> [TASK STATEMENT] Render every line of the material below as a JSON list of strings, one string per line, skipping blank lines. Leave the pictures out.

══ PROVIDED DATA ══

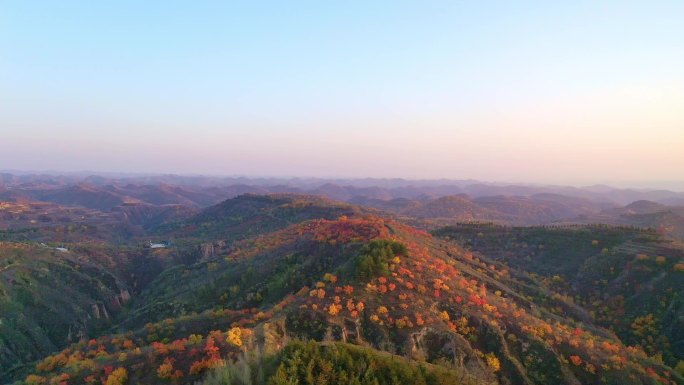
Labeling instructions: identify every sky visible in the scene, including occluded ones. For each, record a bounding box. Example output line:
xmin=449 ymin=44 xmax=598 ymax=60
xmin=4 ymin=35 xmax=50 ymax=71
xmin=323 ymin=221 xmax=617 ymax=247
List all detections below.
xmin=0 ymin=0 xmax=684 ymax=187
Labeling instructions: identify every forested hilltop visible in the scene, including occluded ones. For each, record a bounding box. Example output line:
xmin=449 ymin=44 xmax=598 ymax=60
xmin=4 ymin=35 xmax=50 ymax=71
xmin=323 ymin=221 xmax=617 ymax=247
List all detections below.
xmin=0 ymin=187 xmax=684 ymax=384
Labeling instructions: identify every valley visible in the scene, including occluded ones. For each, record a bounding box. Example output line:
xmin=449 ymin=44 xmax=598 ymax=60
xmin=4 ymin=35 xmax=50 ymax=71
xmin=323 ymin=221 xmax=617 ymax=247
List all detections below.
xmin=0 ymin=175 xmax=684 ymax=385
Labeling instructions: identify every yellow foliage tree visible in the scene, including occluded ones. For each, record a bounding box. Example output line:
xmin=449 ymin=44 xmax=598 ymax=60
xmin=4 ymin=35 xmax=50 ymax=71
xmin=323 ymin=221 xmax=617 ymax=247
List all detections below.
xmin=226 ymin=327 xmax=242 ymax=346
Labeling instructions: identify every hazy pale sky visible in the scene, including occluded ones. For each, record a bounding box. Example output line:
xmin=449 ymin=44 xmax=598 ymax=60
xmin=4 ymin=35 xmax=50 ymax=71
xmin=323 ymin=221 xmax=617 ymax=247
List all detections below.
xmin=0 ymin=0 xmax=684 ymax=185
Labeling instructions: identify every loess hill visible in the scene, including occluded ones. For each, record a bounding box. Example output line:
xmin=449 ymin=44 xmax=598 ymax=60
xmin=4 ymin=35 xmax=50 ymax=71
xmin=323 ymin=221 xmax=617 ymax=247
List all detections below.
xmin=3 ymin=195 xmax=684 ymax=385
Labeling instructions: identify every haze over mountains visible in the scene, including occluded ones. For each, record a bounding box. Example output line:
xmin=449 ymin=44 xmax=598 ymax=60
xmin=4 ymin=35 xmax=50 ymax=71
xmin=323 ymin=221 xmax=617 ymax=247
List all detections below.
xmin=0 ymin=173 xmax=684 ymax=238
xmin=0 ymin=174 xmax=684 ymax=385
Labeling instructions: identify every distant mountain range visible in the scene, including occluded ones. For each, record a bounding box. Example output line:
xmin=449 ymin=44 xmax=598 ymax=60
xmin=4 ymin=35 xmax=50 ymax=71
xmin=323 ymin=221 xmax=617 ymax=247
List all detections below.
xmin=0 ymin=173 xmax=684 ymax=239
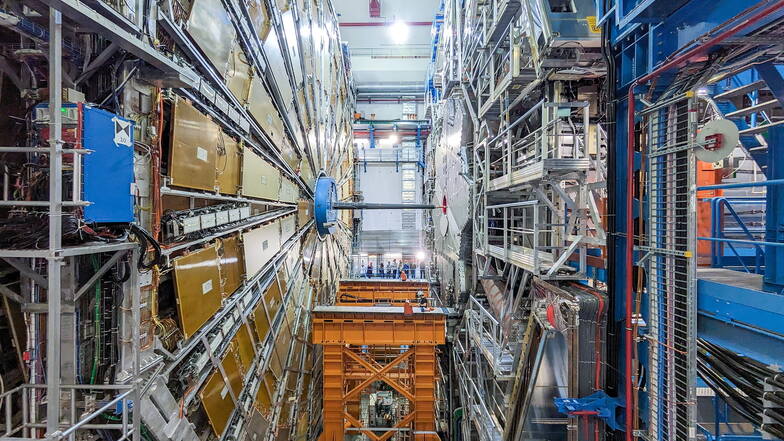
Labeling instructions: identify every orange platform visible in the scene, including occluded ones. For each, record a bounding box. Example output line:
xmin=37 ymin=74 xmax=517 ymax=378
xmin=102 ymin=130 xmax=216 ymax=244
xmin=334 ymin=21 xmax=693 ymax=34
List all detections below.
xmin=312 ymin=281 xmax=447 ymax=441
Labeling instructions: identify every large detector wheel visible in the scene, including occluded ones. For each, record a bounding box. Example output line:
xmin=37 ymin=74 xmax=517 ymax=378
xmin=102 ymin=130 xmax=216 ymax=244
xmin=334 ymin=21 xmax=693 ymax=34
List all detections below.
xmin=694 ymin=119 xmax=740 ymax=162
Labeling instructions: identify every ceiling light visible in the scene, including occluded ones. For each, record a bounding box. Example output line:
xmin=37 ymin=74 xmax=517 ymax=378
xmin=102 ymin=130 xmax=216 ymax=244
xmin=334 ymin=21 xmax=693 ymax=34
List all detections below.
xmin=389 ymin=20 xmax=408 ymax=44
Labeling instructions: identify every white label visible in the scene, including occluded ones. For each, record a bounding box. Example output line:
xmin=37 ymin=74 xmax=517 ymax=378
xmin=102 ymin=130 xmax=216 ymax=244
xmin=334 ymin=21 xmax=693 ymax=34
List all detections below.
xmin=112 ymin=116 xmax=131 ymax=147
xmin=196 ymin=147 xmax=207 ymax=162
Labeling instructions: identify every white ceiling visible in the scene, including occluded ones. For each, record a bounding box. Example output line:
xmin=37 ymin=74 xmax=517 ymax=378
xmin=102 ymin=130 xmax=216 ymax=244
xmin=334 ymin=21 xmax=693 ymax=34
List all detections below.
xmin=333 ymin=0 xmax=439 ymax=86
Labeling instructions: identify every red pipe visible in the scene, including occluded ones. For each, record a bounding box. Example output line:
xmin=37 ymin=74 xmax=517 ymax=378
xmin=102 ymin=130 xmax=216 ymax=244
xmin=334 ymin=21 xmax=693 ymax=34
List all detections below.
xmin=625 ymin=0 xmax=784 ymax=441
xmin=340 ymin=21 xmax=433 ymax=28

═══

> [THE SOLUTION]
[
  "Labeling instructions: identify every sky visible in the scene, including occluded ones. For each, record a bounding box. Example output line:",
  "xmin=449 ymin=44 xmax=598 ymax=60",
  "xmin=4 ymin=35 xmax=50 ymax=71",
  "xmin=323 ymin=221 xmax=617 ymax=247",
  "List all detections below.",
  "xmin=0 ymin=0 xmax=684 ymax=187",
  "Labeling instructions: identify every forested hilltop visible in the scene, including occluded ones. For each, record a bounding box. Example output line:",
  "xmin=449 ymin=44 xmax=598 ymax=60",
  "xmin=4 ymin=35 xmax=50 ymax=71",
  "xmin=323 ymin=221 xmax=617 ymax=247",
  "List all detections below.",
  "xmin=0 ymin=187 xmax=684 ymax=384",
  "Labeling instructions: identify every valley visible in the scene, including occluded ones. For each, record a bounding box. Example output line:",
  "xmin=449 ymin=44 xmax=598 ymax=60",
  "xmin=4 ymin=35 xmax=50 ymax=71",
  "xmin=323 ymin=221 xmax=617 ymax=247",
  "List all detections below.",
  "xmin=0 ymin=175 xmax=684 ymax=385",
  "Labeling instructions: identify every yellow foliage tree visible in the scene, including occluded ones. For each, record a bounding box. Example output line:",
  "xmin=449 ymin=44 xmax=598 ymax=60",
  "xmin=4 ymin=35 xmax=50 ymax=71",
  "xmin=323 ymin=221 xmax=617 ymax=247",
  "List all detections below.",
  "xmin=226 ymin=327 xmax=242 ymax=346",
  "Labeling instructions: identify every hazy pale sky visible in the scene, including occluded ones. For each, record a bounding box. Example output line:",
  "xmin=449 ymin=44 xmax=598 ymax=60",
  "xmin=4 ymin=35 xmax=50 ymax=71",
  "xmin=323 ymin=221 xmax=617 ymax=247",
  "List all detections below.",
  "xmin=0 ymin=0 xmax=684 ymax=185",
  "Labeling instructions: identify every loess hill visible in the scene, including occluded ones. For each, record a bounding box. Example output line:",
  "xmin=449 ymin=44 xmax=598 ymax=60",
  "xmin=4 ymin=35 xmax=50 ymax=71",
  "xmin=323 ymin=221 xmax=617 ymax=247",
  "List all detections below.",
  "xmin=3 ymin=195 xmax=684 ymax=385",
  "Labeling instructions: identify every haze over mountains visible in the scene, including occluded ones. For each, record a bounding box. Example output line:",
  "xmin=449 ymin=44 xmax=598 ymax=60",
  "xmin=4 ymin=35 xmax=50 ymax=71",
  "xmin=323 ymin=221 xmax=617 ymax=247",
  "List all detections below.",
  "xmin=0 ymin=173 xmax=684 ymax=238",
  "xmin=0 ymin=174 xmax=684 ymax=385",
  "Labeling instructions: identify every distant mountain range visible in the scene, including occluded ones. For each, record a bounding box. Example output line:",
  "xmin=449 ymin=44 xmax=598 ymax=60",
  "xmin=4 ymin=35 xmax=50 ymax=71",
  "xmin=323 ymin=221 xmax=617 ymax=247",
  "List all detections below.",
  "xmin=0 ymin=173 xmax=684 ymax=239",
  "Labeling instructions: identify every orange platform visible in the scene, including occluded ones. For each, record a bounding box. Example output line:",
  "xmin=37 ymin=74 xmax=517 ymax=378",
  "xmin=102 ymin=130 xmax=216 ymax=244",
  "xmin=334 ymin=21 xmax=693 ymax=34",
  "List all detections below.",
  "xmin=312 ymin=281 xmax=447 ymax=441",
  "Labeling instructions: identify every large detector wheel visible in the scene, including occluded ones. For each, record a bounding box. Example output line:",
  "xmin=37 ymin=74 xmax=517 ymax=378",
  "xmin=102 ymin=130 xmax=216 ymax=244",
  "xmin=334 ymin=21 xmax=693 ymax=34",
  "List all detections below.",
  "xmin=694 ymin=119 xmax=740 ymax=162",
  "Labeling instructions: identify every ceiling light visible in the scene, including occluded ones. For each, record a bounding box. Example output line:",
  "xmin=37 ymin=74 xmax=517 ymax=378",
  "xmin=102 ymin=130 xmax=216 ymax=244",
  "xmin=334 ymin=21 xmax=693 ymax=34",
  "List all detections below.",
  "xmin=389 ymin=20 xmax=408 ymax=44",
  "Labeling instructions: identify every white label visible in the scene, including occluded ones. For each, record a bounding box. Example output line:",
  "xmin=37 ymin=74 xmax=517 ymax=378",
  "xmin=102 ymin=130 xmax=216 ymax=244",
  "xmin=334 ymin=21 xmax=693 ymax=34",
  "List all detections below.",
  "xmin=112 ymin=116 xmax=131 ymax=147",
  "xmin=196 ymin=147 xmax=207 ymax=162",
  "Labeling instructions: identify every white ceiling visible in the scene, including occluded ones. For each, record a bounding box. Example output line:",
  "xmin=37 ymin=74 xmax=517 ymax=378",
  "xmin=102 ymin=130 xmax=216 ymax=244",
  "xmin=334 ymin=21 xmax=693 ymax=34",
  "List all detections below.",
  "xmin=333 ymin=0 xmax=439 ymax=86",
  "Labeling instructions: identify every red pipe visible in the scene, including occluded ones. For each, record a bounding box. Example output line:",
  "xmin=37 ymin=74 xmax=517 ymax=378",
  "xmin=102 ymin=130 xmax=216 ymax=244",
  "xmin=334 ymin=21 xmax=693 ymax=34",
  "List all detections below.",
  "xmin=625 ymin=0 xmax=784 ymax=441",
  "xmin=340 ymin=21 xmax=433 ymax=28"
]